Ukrainian Mom Gives Birth on The Sound of Bombs!

A Ukrainian mother has told how she was forced to give birth by candlelight at home with no doctors as bombs raged outside her besieged flat near Kyiv.

Anna Tymchenko, 21, was blocked from going to hospital by a Russian tank column while a gynaecologist trying to get to her was turned around by a patrol.

With all the electricity cut off, her husband Volodymyr asked two neighbours to help to deliver the baby in their dark, freezing cold apartment.

It comes as incredible photos show another new Ukrainian mother, named only as Aleina, giving birth to her first child in a hospital basement in Mykolaiv, southern Ukraine. The Black Sea town is under heavy bombardment. Of the 49 women who have given birth at its maternity hospital since the invasion begun, almost half have had to do so in the basement.

Photos show Aleina comforted by her husband with their newborn baby, Snizhana, in the makeshift labour ward on March 14.

Talking through her own ordeal, Anna said: ‘I never imagined that I would give birth in such conditions.

‘It was surreal. It was my first child and I didn’t know anything.’

Anna, her husband and brother had been hiding in the basement of their block of flats in Bucha, 30km northwest of Kyiv. The small town has seen some of the fiercest fighting with whole streets reduced to rubble by relentless shelling.

Bombs cut off their electricity and plunged their hiding place into darkness where they struggled to stay warm as temperatures plummeted. As her due date approached, Anna and Volodymyr tried to flee by car but were turned around after being warned that a column of Russian military vehicles was coming their way.

SOURCE INFORMATION
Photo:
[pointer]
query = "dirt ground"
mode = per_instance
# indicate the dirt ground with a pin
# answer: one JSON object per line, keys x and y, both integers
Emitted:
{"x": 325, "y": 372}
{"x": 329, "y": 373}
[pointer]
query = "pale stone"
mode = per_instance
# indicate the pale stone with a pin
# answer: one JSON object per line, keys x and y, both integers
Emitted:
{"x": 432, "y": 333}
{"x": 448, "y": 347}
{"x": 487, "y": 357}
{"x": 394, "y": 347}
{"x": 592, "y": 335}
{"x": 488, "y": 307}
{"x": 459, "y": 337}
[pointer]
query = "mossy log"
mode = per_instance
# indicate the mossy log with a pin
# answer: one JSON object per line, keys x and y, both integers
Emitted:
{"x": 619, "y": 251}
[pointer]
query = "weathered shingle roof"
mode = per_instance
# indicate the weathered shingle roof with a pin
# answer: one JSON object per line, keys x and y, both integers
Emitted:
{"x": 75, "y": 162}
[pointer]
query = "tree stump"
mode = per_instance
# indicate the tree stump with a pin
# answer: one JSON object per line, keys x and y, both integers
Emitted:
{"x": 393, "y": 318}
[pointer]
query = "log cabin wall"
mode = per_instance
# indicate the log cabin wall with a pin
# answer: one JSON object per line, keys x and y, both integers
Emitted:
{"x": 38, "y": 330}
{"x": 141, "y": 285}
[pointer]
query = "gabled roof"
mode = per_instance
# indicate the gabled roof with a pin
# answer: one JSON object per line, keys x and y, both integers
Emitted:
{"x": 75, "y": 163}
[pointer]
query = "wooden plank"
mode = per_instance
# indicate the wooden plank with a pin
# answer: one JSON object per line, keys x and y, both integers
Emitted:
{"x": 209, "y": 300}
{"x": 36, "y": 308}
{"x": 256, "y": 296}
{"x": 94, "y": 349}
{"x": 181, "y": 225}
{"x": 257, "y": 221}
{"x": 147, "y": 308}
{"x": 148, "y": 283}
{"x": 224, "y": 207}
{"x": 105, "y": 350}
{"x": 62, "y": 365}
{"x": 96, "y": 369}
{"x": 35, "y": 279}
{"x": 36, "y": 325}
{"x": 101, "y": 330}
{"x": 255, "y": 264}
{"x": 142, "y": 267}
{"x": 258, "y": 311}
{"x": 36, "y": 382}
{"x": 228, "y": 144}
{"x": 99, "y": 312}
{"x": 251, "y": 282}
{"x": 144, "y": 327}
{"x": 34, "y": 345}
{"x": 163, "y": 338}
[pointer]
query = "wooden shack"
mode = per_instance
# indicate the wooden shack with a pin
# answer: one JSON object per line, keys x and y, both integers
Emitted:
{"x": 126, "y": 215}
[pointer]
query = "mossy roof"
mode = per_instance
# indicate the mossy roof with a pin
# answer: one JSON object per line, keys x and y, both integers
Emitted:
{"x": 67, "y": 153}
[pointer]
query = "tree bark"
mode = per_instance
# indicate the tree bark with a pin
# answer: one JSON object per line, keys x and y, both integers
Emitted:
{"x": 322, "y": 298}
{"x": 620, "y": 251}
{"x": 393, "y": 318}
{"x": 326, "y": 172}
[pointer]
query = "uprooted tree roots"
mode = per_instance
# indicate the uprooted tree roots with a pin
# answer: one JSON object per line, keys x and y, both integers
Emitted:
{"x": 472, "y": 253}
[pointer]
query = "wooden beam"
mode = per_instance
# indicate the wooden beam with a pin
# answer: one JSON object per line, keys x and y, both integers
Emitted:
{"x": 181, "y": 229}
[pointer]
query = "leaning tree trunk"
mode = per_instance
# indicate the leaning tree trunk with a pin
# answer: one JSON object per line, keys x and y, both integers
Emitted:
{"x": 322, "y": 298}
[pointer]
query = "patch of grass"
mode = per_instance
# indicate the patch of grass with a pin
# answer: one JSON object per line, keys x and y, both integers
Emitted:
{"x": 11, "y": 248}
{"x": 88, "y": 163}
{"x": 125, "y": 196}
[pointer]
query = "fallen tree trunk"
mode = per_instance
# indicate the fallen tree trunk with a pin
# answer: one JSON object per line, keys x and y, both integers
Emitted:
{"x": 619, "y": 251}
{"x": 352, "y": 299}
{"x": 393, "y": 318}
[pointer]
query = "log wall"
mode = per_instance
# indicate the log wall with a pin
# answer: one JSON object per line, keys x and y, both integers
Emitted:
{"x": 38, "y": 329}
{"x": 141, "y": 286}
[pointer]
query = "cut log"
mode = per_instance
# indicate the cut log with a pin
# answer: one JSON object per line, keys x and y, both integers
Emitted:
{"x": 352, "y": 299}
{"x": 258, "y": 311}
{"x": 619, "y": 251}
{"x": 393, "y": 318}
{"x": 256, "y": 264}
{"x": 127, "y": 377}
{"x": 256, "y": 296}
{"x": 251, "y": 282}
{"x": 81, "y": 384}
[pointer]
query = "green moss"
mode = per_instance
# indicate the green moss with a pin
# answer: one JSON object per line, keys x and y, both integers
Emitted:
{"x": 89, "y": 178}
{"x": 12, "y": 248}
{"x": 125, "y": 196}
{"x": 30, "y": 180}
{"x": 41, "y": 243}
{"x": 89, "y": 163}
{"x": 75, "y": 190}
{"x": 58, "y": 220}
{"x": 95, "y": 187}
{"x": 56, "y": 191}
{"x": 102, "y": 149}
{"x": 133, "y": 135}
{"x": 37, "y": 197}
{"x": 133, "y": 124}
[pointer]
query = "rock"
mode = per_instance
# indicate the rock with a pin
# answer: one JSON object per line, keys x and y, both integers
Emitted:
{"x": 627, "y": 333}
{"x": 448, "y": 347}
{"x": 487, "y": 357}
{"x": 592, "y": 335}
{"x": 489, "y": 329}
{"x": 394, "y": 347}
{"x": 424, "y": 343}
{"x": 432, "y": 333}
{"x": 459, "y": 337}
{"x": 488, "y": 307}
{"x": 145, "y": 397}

WHAT YOU NEED TO DO
[a] List every person named in the article about births during the bombing in Ukraine.
[b] Answer these from the article about births during the bombing in Ukraine:
(i) How old is Anna Tymchenko?
(ii) How many women have given birth at the Mykolaiv maternity hospital since the invasion began?
(iii) How far is Bucha from Kyiv, and in which direction?
[c] Pick up the article about births during the bombing in Ukraine from its last sentence and write on.

SET OF ANSWERS
[a] Anna Tymchenko, Volodymyr, Aleina, Snizhana

[b]
(i) 21
(ii) 49
(iii) 30km northwest

[c]
‘We then decided to stay in the apartment,’ Anna said. ‘I preferred to give birth at home and not in a dusty basement. I had difficulty breathing, my lungs hurt.’


Anna and Volodymyr realised their neighbours Viktoria Zabrodskaya and Irina Yazova were their only hope. They managed to contact a gynaecologist who agreed to come, but he never got there as a Russian patrol stopped him and broke his phone.

Though Irina has some medical experience, neither of them had ever delivered a baby and feared for the worst.

The women had only light from candles and freezing cold water from bottles as Anna went into labour on March 7 while her apartment shook from the impact of bombs nearby.

‘When the baby’s head came out, we got scared,’ Viktoria, 49, said. ‘She was blue and we didn’t know what to do.

‘Then Irina gently turned the baby’s head and she came out. She didn’t cry at first – we started hitting her, and then she cried and we all cheered.’ Volodymyr broke down in tears as Alisa was delivered on March 8 – International Women’s Day.

Two days later an evacuation corridor was agreed for Bucha and the family fled to Kyiv.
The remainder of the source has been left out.